Exercise: Copy out the part of the listing that opens with the line containing "Isolate the deep valley between hills here." and closes with the line containing "[211,329,415,426]", reproducing each line without changes. Leave the pictures out of your answer.

Records for this task:
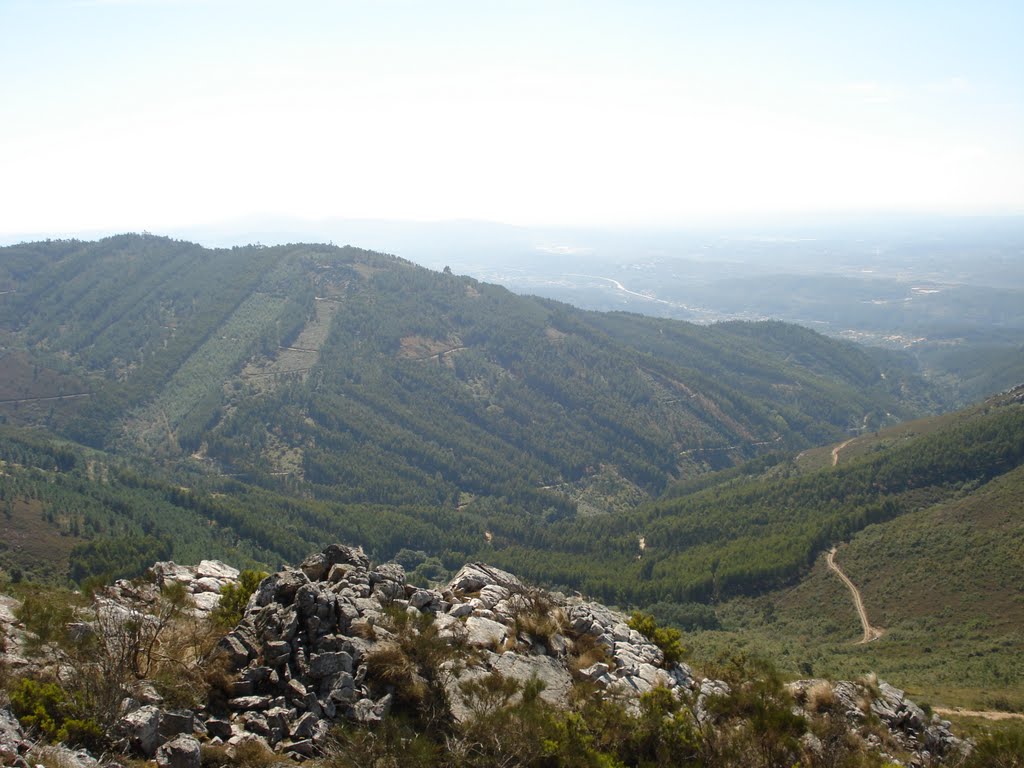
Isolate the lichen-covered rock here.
[115,706,161,758]
[157,734,200,768]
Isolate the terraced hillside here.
[0,236,927,519]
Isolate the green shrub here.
[967,728,1024,768]
[10,678,109,753]
[628,610,686,666]
[210,568,267,627]
[14,589,75,653]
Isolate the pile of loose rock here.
[788,680,969,765]
[204,545,694,756]
[0,545,963,768]
[101,560,239,616]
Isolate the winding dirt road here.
[833,437,856,467]
[828,547,885,643]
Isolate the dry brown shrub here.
[807,680,836,713]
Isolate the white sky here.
[0,0,1024,234]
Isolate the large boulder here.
[157,734,200,768]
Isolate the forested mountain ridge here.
[0,234,927,519]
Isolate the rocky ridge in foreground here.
[0,545,965,768]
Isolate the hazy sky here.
[0,0,1024,234]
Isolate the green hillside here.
[0,236,928,519]
[0,236,1024,707]
[679,397,1024,712]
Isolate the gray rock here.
[253,570,309,607]
[352,693,391,723]
[115,706,160,758]
[466,616,508,648]
[191,577,227,597]
[447,562,523,593]
[289,712,319,738]
[284,738,317,758]
[160,710,196,738]
[324,544,370,570]
[309,651,352,679]
[193,592,220,613]
[447,603,473,618]
[409,590,440,610]
[157,734,200,768]
[206,718,231,741]
[227,696,271,712]
[490,653,572,708]
[196,560,239,582]
[217,632,250,670]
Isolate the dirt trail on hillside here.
[833,437,857,467]
[934,707,1024,720]
[827,548,885,643]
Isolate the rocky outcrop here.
[788,680,969,766]
[99,560,239,616]
[201,545,694,755]
[0,545,963,768]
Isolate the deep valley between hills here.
[0,234,1024,765]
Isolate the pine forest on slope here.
[0,236,928,517]
[0,236,1022,618]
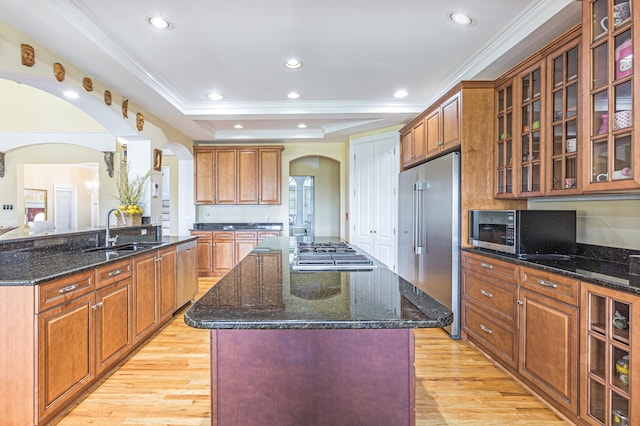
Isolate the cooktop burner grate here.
[292,242,376,271]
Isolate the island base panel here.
[211,329,415,426]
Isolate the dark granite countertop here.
[462,247,640,295]
[192,222,282,231]
[185,237,453,329]
[0,236,196,286]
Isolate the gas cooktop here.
[291,242,377,271]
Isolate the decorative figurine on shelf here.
[53,62,64,82]
[20,44,36,67]
[82,77,93,92]
[136,113,144,132]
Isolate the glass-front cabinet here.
[580,283,640,426]
[546,40,580,194]
[583,0,640,191]
[517,65,544,197]
[495,82,515,197]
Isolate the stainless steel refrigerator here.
[398,152,460,339]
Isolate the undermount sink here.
[82,241,162,252]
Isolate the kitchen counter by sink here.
[0,236,195,286]
[192,222,282,231]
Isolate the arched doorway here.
[289,155,340,237]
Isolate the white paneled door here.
[349,132,400,269]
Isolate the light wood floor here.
[57,279,568,426]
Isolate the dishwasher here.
[176,240,198,308]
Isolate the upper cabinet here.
[194,146,283,205]
[582,0,640,191]
[400,87,460,170]
[494,26,581,198]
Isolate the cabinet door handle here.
[538,280,558,288]
[480,324,493,334]
[480,290,493,297]
[58,284,78,294]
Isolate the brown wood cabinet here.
[581,0,640,192]
[425,93,460,157]
[194,145,284,205]
[191,231,280,277]
[580,282,640,426]
[133,251,159,343]
[518,266,579,416]
[37,290,95,422]
[94,259,133,375]
[461,252,518,368]
[494,26,582,198]
[400,116,427,169]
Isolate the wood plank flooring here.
[52,279,570,426]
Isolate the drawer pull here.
[538,280,558,288]
[480,290,493,297]
[58,284,78,294]
[480,324,493,334]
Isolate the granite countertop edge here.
[461,247,640,296]
[0,236,197,287]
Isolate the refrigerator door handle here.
[413,181,424,254]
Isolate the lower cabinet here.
[133,251,159,343]
[461,251,584,421]
[37,293,95,424]
[580,283,640,426]
[191,231,280,277]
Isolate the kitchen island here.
[185,237,453,425]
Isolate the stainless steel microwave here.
[469,210,576,255]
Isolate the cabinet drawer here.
[96,259,132,288]
[462,251,518,284]
[520,267,580,306]
[462,269,518,327]
[38,269,96,312]
[462,302,517,368]
[236,231,258,240]
[258,231,280,241]
[191,231,213,241]
[212,231,235,240]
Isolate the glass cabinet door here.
[549,45,580,192]
[584,0,636,190]
[581,283,637,426]
[518,67,543,195]
[495,84,514,196]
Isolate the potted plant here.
[115,164,151,226]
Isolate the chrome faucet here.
[104,209,124,247]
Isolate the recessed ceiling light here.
[449,12,473,26]
[284,58,302,70]
[393,90,409,98]
[62,90,80,99]
[147,16,173,31]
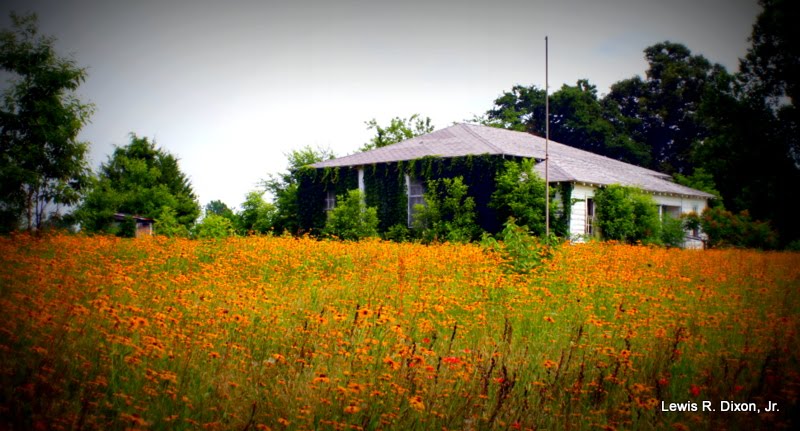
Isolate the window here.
[325,191,336,212]
[406,177,425,227]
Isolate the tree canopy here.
[0,12,93,231]
[262,146,334,234]
[77,134,200,236]
[361,114,434,151]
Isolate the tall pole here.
[544,36,550,238]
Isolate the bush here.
[383,223,411,242]
[323,189,378,241]
[595,184,661,244]
[700,207,778,249]
[194,213,236,238]
[661,214,686,247]
[413,177,480,242]
[490,159,546,235]
[155,206,189,238]
[481,217,556,274]
[236,191,278,235]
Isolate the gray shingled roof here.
[311,124,713,198]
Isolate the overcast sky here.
[0,0,760,212]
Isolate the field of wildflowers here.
[0,235,800,430]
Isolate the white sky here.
[0,0,760,207]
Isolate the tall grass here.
[0,235,800,430]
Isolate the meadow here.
[0,234,800,430]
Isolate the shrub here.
[490,159,546,235]
[661,214,686,247]
[323,189,378,241]
[595,184,661,244]
[194,213,236,238]
[413,177,480,242]
[155,206,189,238]
[481,217,556,274]
[383,223,411,242]
[700,207,778,249]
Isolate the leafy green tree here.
[159,206,189,238]
[236,191,277,235]
[700,207,778,249]
[205,200,235,220]
[413,177,480,242]
[76,134,200,233]
[660,214,686,248]
[0,12,93,232]
[604,41,727,175]
[490,159,545,236]
[594,184,661,244]
[477,79,650,165]
[263,146,334,234]
[739,0,800,108]
[323,189,378,241]
[360,114,434,151]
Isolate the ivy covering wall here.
[298,155,572,235]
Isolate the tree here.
[361,114,434,151]
[205,199,235,220]
[236,191,277,235]
[594,184,661,244]
[739,0,800,107]
[0,12,93,231]
[490,159,545,236]
[262,146,334,234]
[413,177,480,242]
[194,212,236,239]
[323,189,378,241]
[604,41,727,175]
[477,79,649,165]
[77,134,200,233]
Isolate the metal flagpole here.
[544,36,550,238]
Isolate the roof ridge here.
[455,123,505,155]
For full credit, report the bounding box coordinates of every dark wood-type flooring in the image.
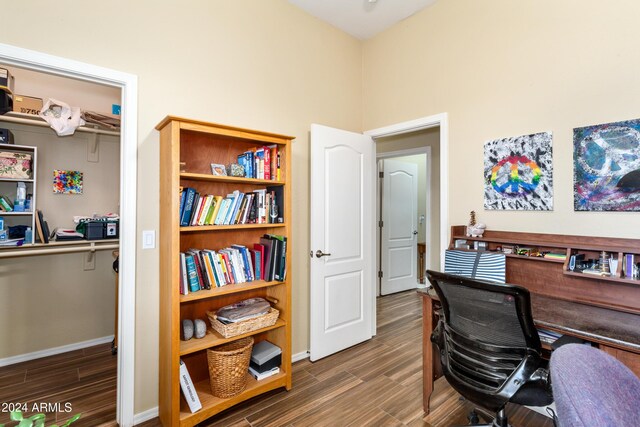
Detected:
[0,343,117,427]
[142,291,552,427]
[0,291,552,427]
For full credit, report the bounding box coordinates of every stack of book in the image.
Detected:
[179,186,284,227]
[544,252,567,261]
[180,234,287,295]
[238,145,282,181]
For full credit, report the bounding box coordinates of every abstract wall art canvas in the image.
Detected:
[573,119,640,211]
[484,132,553,211]
[53,169,82,194]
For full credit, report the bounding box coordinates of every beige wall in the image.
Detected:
[376,128,440,269]
[0,0,362,412]
[363,0,640,237]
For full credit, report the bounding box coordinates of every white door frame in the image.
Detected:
[0,43,138,427]
[376,146,433,296]
[364,113,449,335]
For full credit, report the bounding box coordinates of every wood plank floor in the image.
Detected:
[0,291,552,427]
[142,291,552,427]
[0,343,117,427]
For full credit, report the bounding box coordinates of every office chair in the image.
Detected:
[427,270,553,427]
[550,344,640,427]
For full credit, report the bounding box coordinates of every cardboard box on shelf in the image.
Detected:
[0,68,14,92]
[13,95,42,116]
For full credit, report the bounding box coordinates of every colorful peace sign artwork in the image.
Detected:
[491,156,542,197]
[484,132,553,210]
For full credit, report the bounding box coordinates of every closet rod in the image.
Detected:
[0,113,120,136]
[0,244,120,258]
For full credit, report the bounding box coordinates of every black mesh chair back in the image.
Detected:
[427,270,552,422]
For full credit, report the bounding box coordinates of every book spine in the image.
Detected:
[624,254,634,279]
[180,252,189,295]
[269,145,280,181]
[189,193,204,226]
[180,187,196,227]
[262,147,271,180]
[185,255,200,292]
[178,190,187,218]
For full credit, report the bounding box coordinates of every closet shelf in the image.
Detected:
[0,239,120,258]
[0,111,120,136]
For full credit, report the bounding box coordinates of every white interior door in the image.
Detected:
[310,124,375,361]
[380,159,418,295]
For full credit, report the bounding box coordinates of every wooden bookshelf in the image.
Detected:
[156,116,293,426]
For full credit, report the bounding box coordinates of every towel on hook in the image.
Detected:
[39,98,85,136]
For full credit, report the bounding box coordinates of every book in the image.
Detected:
[260,237,275,282]
[269,145,280,181]
[185,254,200,292]
[262,147,271,180]
[624,254,635,279]
[180,359,202,413]
[180,252,189,295]
[249,366,280,381]
[213,197,231,225]
[180,187,196,227]
[267,185,285,223]
[251,247,264,280]
[244,151,256,178]
[187,249,205,290]
[204,196,222,225]
[189,193,204,226]
[254,148,264,179]
[197,194,213,225]
[55,228,84,241]
[178,187,187,218]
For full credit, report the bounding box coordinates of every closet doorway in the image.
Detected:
[0,44,137,426]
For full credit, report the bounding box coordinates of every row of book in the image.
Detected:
[238,145,282,181]
[180,234,287,295]
[180,186,283,227]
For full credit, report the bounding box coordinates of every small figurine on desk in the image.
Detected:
[467,211,487,237]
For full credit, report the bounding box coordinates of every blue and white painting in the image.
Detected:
[573,119,640,211]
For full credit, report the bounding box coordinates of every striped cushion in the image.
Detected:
[444,250,506,283]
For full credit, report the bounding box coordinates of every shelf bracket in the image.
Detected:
[87,133,99,163]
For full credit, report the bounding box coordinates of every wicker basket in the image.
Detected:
[207,307,280,338]
[207,337,253,398]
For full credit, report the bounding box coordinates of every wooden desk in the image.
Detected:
[418,289,640,414]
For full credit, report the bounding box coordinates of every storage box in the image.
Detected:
[13,95,42,116]
[0,151,32,179]
[0,128,13,144]
[0,89,13,114]
[0,68,13,92]
[84,221,119,240]
[249,341,282,373]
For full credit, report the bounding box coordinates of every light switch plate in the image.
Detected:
[142,230,156,249]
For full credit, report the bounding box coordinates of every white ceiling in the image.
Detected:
[289,0,437,40]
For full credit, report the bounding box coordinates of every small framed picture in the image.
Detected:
[211,163,227,176]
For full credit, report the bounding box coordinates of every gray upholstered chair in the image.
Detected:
[550,344,640,427]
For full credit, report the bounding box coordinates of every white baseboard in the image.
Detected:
[133,406,159,426]
[291,351,309,363]
[0,335,113,366]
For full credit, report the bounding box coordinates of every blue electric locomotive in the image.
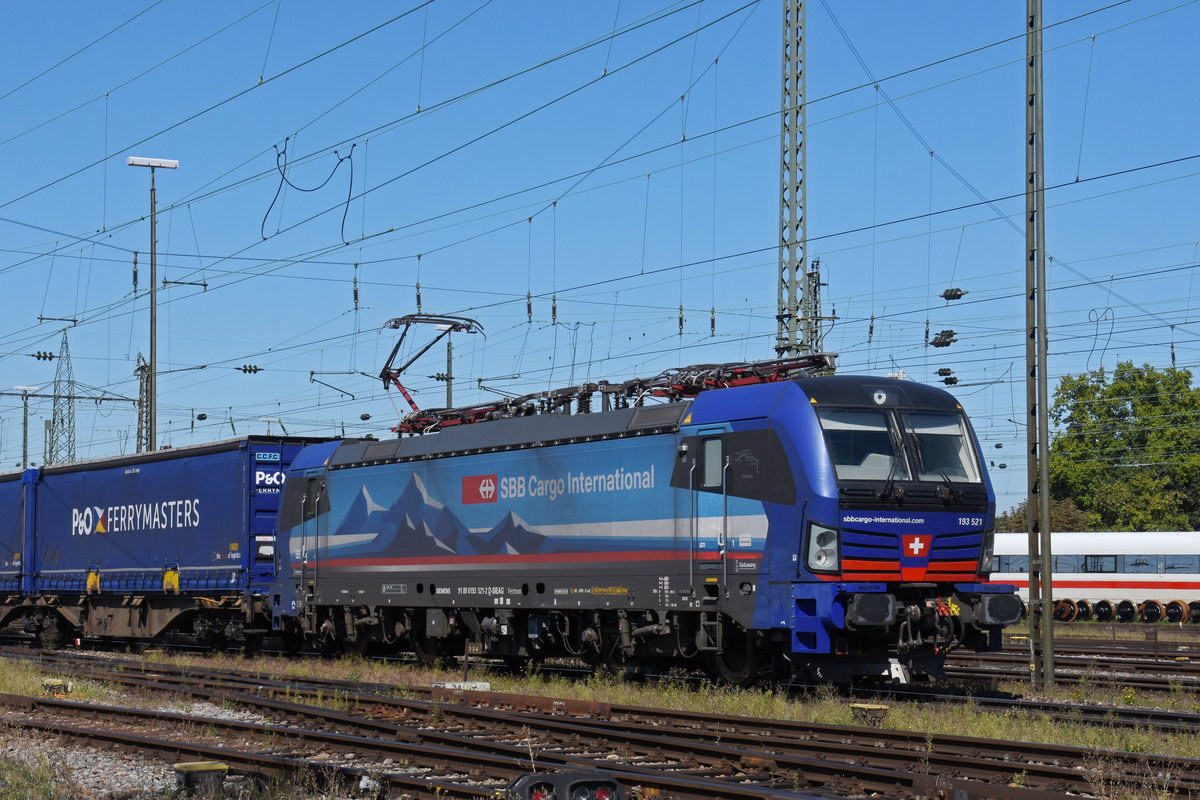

Reply:
Isolate the deep valley between hills here.
[0,234,1024,765]
Isolate the pine forest on slope here.
[0,236,928,517]
[0,236,1022,618]
Isolate the cooktop burner grate here.
[292,242,376,271]
Isolate the island base panel here.
[211,329,415,426]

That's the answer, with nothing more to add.